▶ **REQUIREMENT**:
Gather each line of the records where "green" appears.

[DATASET RECORDS Boundary: Start]

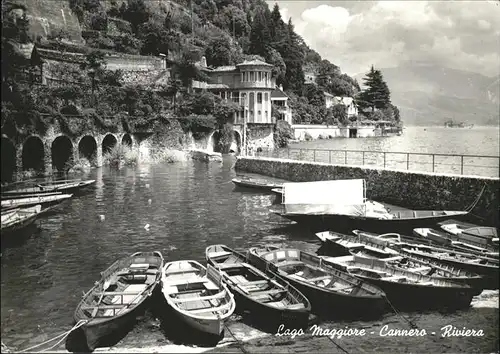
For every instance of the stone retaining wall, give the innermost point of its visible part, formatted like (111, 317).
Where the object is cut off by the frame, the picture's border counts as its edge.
(407, 189)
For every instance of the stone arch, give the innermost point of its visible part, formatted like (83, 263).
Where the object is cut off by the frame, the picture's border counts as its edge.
(87, 148)
(33, 154)
(236, 143)
(108, 143)
(62, 153)
(127, 140)
(8, 156)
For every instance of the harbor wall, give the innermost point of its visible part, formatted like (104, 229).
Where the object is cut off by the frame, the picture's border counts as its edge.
(333, 131)
(413, 190)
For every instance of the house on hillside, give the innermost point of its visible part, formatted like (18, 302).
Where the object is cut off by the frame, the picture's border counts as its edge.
(280, 99)
(328, 99)
(348, 103)
(309, 77)
(54, 67)
(249, 84)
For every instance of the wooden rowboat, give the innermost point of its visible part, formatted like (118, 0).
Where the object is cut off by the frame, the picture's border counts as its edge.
(197, 295)
(331, 291)
(379, 252)
(325, 205)
(255, 183)
(49, 187)
(264, 295)
(118, 296)
(44, 200)
(16, 219)
(487, 267)
(407, 290)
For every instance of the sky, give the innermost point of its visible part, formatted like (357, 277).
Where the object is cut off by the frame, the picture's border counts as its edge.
(463, 35)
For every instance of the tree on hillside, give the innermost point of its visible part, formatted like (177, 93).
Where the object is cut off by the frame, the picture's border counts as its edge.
(260, 35)
(340, 113)
(293, 57)
(219, 52)
(279, 69)
(136, 13)
(277, 27)
(377, 94)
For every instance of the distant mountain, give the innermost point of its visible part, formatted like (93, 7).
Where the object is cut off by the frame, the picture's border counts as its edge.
(430, 95)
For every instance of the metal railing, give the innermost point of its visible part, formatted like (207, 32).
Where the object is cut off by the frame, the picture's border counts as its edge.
(479, 165)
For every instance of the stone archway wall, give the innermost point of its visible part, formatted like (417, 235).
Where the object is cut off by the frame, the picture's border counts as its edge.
(108, 142)
(87, 149)
(33, 154)
(62, 153)
(8, 156)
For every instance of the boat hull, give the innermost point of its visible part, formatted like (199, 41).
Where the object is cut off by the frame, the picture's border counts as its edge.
(420, 297)
(212, 327)
(269, 316)
(97, 331)
(346, 223)
(331, 304)
(255, 185)
(490, 274)
(265, 315)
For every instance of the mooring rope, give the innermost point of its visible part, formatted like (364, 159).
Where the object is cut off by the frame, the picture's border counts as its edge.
(413, 325)
(61, 337)
(240, 345)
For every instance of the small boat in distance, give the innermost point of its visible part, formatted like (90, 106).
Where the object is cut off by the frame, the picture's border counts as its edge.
(48, 187)
(331, 291)
(341, 205)
(247, 182)
(473, 245)
(197, 295)
(17, 219)
(116, 299)
(45, 200)
(486, 267)
(265, 295)
(406, 290)
(377, 252)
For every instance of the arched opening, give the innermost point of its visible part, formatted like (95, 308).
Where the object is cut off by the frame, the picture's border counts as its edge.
(87, 148)
(33, 154)
(215, 142)
(127, 140)
(235, 146)
(62, 153)
(8, 160)
(108, 143)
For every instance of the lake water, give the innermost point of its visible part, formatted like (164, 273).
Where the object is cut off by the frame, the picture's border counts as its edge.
(188, 206)
(482, 141)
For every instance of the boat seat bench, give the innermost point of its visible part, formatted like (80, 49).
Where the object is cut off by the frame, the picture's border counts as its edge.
(266, 292)
(324, 277)
(201, 298)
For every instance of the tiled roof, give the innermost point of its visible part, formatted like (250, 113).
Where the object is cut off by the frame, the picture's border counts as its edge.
(217, 86)
(224, 68)
(59, 56)
(277, 93)
(344, 100)
(254, 62)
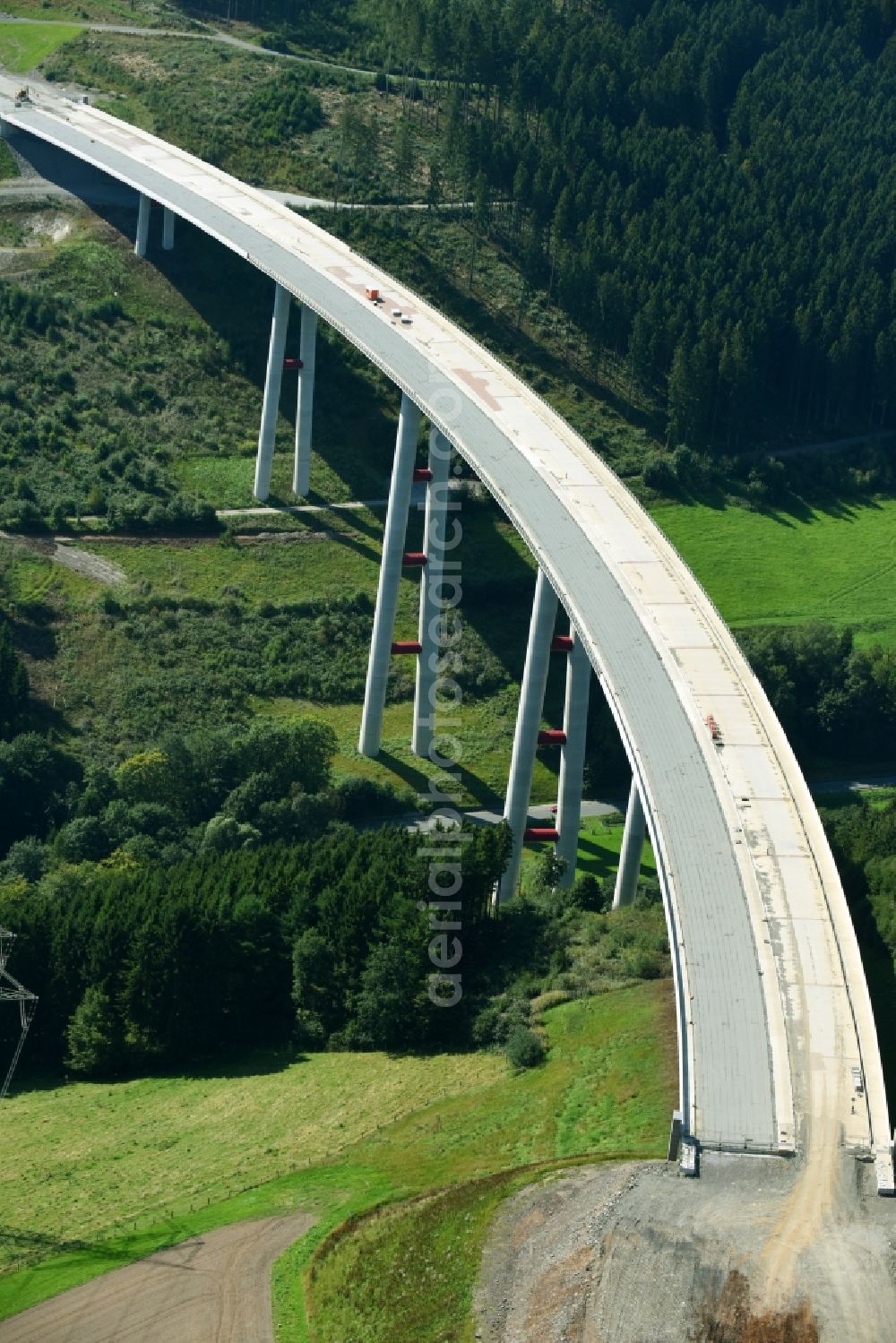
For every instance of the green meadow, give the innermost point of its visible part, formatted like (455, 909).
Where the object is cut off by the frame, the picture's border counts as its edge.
(101, 1174)
(23, 45)
(775, 568)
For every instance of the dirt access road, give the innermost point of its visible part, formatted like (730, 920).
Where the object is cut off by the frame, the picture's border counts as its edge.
(211, 1289)
(637, 1253)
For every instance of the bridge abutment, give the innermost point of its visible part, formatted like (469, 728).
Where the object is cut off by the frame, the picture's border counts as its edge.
(400, 503)
(633, 839)
(525, 737)
(437, 572)
(575, 720)
(142, 225)
(271, 403)
(306, 401)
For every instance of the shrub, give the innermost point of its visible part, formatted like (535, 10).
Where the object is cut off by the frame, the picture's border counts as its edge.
(524, 1047)
(93, 1036)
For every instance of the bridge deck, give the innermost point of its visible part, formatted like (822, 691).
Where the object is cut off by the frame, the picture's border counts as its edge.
(772, 1003)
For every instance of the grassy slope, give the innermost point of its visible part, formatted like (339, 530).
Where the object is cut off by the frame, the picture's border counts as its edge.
(764, 568)
(24, 46)
(222, 80)
(8, 167)
(109, 1155)
(607, 1088)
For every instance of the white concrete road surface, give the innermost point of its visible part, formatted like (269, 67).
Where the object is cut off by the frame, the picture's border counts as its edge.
(775, 1020)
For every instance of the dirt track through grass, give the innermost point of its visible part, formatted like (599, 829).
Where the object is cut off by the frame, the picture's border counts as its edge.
(211, 1289)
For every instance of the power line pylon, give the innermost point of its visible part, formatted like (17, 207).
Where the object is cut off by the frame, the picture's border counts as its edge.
(11, 992)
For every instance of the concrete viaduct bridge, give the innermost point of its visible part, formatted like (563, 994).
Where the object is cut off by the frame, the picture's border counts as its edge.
(777, 1042)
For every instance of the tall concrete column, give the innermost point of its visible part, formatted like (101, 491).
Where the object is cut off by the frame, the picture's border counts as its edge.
(142, 225)
(400, 503)
(525, 739)
(306, 401)
(575, 720)
(271, 404)
(435, 541)
(633, 839)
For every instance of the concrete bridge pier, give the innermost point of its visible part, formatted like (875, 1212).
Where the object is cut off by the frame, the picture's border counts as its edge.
(438, 573)
(306, 403)
(271, 404)
(400, 504)
(142, 225)
(525, 739)
(633, 839)
(575, 720)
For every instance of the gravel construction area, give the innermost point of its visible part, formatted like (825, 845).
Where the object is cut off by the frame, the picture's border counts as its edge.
(211, 1289)
(638, 1253)
(72, 557)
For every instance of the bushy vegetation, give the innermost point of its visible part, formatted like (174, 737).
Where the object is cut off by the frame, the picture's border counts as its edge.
(91, 404)
(673, 172)
(284, 107)
(13, 681)
(863, 836)
(834, 702)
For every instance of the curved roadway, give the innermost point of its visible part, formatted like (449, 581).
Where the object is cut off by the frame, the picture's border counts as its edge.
(777, 1038)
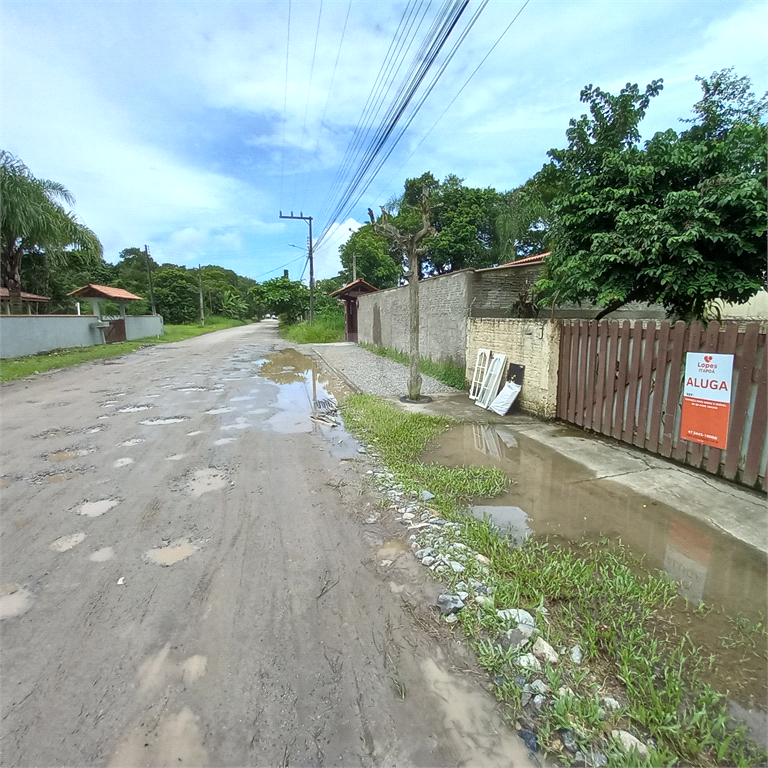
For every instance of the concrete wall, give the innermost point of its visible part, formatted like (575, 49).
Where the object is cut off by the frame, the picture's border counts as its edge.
(29, 334)
(383, 317)
(534, 344)
(142, 326)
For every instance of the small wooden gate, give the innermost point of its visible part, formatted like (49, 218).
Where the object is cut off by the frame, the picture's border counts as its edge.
(625, 381)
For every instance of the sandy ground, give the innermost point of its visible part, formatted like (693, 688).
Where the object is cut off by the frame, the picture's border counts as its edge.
(187, 579)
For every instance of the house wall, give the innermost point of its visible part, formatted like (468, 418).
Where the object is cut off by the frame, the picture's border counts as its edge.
(534, 344)
(383, 318)
(22, 335)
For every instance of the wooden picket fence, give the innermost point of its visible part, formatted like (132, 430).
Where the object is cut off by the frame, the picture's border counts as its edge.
(626, 381)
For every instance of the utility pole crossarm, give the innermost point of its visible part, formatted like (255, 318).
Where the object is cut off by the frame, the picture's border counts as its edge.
(308, 219)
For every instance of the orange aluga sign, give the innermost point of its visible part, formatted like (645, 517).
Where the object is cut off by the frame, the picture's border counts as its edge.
(707, 398)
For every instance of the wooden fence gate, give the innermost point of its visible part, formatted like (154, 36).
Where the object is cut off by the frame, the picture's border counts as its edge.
(626, 381)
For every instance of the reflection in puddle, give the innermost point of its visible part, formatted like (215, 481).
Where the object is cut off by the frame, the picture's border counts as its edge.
(301, 387)
(205, 480)
(14, 601)
(102, 555)
(173, 553)
(96, 508)
(557, 498)
(67, 542)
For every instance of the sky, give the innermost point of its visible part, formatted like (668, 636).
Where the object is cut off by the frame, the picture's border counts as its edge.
(189, 126)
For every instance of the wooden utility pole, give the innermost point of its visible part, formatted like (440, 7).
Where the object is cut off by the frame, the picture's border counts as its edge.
(410, 246)
(200, 282)
(149, 279)
(308, 219)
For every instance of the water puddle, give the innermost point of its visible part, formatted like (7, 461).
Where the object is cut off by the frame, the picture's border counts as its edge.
(301, 388)
(205, 480)
(67, 542)
(14, 601)
(69, 453)
(173, 553)
(474, 729)
(97, 508)
(102, 555)
(555, 498)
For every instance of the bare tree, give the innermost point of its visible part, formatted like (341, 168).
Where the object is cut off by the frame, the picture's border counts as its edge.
(410, 246)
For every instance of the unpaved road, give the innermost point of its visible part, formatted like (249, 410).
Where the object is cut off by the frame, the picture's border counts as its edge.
(188, 579)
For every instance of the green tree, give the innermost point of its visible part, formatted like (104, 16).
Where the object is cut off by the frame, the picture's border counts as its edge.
(176, 294)
(374, 263)
(34, 222)
(680, 221)
(289, 299)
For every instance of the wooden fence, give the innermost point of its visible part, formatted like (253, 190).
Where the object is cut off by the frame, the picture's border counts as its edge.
(626, 381)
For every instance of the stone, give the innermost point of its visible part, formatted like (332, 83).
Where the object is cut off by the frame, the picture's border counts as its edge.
(629, 742)
(610, 704)
(569, 740)
(529, 739)
(577, 655)
(518, 637)
(517, 615)
(528, 661)
(544, 652)
(449, 604)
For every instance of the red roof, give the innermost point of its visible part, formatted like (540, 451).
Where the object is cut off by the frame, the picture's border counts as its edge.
(93, 291)
(359, 285)
(5, 294)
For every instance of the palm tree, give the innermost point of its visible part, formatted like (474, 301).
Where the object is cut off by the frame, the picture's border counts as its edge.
(35, 221)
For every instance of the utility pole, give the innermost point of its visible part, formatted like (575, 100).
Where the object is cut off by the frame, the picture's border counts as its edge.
(200, 281)
(308, 219)
(149, 279)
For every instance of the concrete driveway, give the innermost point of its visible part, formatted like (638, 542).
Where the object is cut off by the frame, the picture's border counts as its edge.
(187, 578)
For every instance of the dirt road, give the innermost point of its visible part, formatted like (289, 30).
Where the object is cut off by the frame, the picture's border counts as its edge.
(188, 579)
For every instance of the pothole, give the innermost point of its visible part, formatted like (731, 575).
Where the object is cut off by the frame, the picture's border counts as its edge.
(172, 553)
(96, 508)
(102, 555)
(67, 542)
(205, 480)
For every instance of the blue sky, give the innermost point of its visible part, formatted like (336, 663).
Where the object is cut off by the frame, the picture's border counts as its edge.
(184, 125)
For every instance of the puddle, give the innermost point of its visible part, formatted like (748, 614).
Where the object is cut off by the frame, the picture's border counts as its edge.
(67, 542)
(70, 453)
(474, 729)
(173, 553)
(559, 499)
(102, 555)
(301, 386)
(96, 508)
(14, 601)
(205, 480)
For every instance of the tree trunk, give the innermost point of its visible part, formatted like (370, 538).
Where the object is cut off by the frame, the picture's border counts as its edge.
(414, 379)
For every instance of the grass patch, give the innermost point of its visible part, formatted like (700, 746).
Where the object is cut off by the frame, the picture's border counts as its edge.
(448, 373)
(327, 328)
(596, 595)
(19, 367)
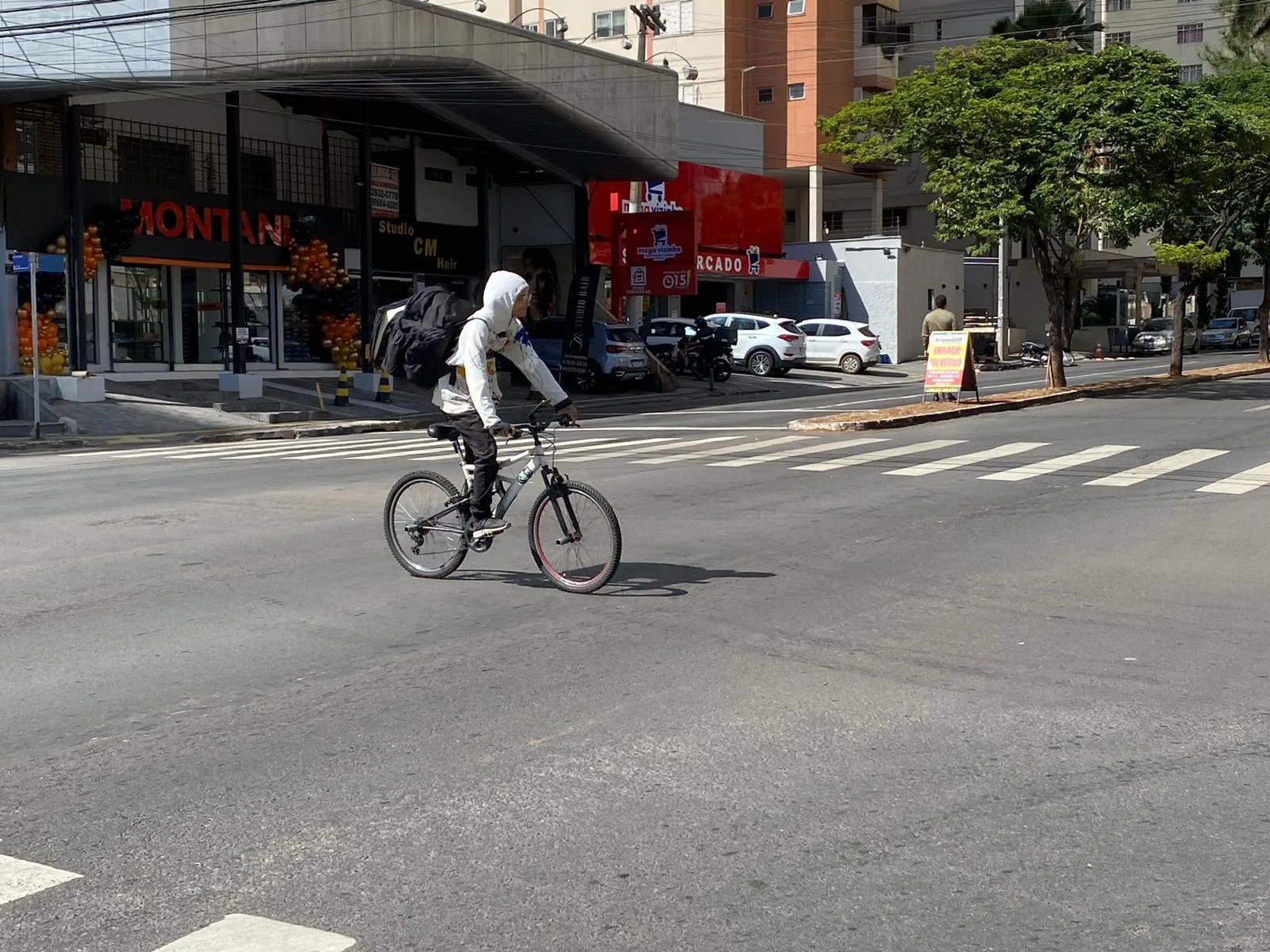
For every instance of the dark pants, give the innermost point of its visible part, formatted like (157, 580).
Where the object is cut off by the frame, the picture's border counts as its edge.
(482, 454)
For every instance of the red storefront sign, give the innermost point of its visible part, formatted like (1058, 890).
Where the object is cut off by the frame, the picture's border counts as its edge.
(751, 264)
(734, 209)
(657, 251)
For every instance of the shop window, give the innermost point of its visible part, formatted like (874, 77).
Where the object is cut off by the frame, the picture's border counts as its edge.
(144, 162)
(609, 23)
(260, 182)
(895, 219)
(139, 315)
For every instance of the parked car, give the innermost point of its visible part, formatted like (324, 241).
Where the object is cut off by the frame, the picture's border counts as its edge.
(615, 355)
(1250, 315)
(1156, 336)
(768, 346)
(850, 346)
(1229, 333)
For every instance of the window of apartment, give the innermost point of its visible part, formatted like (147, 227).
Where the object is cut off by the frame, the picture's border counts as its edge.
(609, 23)
(258, 181)
(677, 17)
(144, 162)
(1191, 33)
(878, 25)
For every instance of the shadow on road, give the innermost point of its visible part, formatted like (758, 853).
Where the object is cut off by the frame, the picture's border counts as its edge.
(641, 579)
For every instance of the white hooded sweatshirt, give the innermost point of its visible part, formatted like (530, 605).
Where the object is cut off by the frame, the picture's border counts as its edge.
(489, 332)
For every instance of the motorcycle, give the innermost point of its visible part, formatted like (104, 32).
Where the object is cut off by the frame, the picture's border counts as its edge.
(1038, 355)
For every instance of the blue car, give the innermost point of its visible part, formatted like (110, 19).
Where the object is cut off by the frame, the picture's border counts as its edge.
(616, 352)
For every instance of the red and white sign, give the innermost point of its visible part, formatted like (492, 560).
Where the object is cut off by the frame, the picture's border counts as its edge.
(385, 192)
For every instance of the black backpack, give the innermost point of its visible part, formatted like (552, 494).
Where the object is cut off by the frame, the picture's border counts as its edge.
(412, 340)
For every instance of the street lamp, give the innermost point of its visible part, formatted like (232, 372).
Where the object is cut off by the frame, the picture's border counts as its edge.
(689, 71)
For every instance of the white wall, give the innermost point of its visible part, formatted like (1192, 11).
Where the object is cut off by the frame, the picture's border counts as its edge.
(444, 202)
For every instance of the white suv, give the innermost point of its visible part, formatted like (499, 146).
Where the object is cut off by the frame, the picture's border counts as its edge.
(768, 346)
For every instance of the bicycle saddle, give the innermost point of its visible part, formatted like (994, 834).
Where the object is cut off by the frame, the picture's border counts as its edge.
(441, 431)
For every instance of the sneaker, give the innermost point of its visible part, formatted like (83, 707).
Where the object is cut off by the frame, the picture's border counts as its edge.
(486, 528)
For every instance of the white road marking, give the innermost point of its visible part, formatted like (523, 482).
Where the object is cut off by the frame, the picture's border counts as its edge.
(954, 463)
(821, 447)
(1058, 463)
(719, 451)
(1161, 467)
(19, 879)
(251, 933)
(1240, 482)
(876, 455)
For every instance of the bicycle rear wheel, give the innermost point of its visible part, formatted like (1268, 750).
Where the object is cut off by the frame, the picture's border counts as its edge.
(575, 537)
(425, 539)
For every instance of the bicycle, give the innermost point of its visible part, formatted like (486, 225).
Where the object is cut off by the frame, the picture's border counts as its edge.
(425, 508)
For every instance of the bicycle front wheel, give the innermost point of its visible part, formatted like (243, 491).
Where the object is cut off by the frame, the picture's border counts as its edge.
(575, 537)
(425, 539)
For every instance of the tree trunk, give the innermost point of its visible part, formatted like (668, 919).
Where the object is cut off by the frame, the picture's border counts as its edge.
(1056, 374)
(1264, 310)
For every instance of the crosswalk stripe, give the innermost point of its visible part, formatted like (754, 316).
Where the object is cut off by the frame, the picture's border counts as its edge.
(629, 448)
(253, 933)
(1240, 482)
(1161, 467)
(798, 451)
(19, 877)
(1058, 463)
(956, 463)
(675, 444)
(718, 451)
(876, 455)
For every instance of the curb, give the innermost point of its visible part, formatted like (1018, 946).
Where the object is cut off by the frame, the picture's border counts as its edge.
(1062, 397)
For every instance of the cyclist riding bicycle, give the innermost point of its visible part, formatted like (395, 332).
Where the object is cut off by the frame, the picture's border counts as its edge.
(469, 393)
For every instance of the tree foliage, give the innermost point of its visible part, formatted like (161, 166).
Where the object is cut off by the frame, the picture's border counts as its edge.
(1060, 145)
(1060, 21)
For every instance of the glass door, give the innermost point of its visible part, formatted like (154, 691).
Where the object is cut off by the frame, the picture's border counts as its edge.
(140, 317)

[DATASET RECORDS Boundary: End]

▶ **WRITTEN ANSWER**:
For every instance of the green meadow, give the innermost point of its visible part, formatted like (455, 909).
For every instance of the green tree, give the innermost point of its visible part, formatted like (104, 16).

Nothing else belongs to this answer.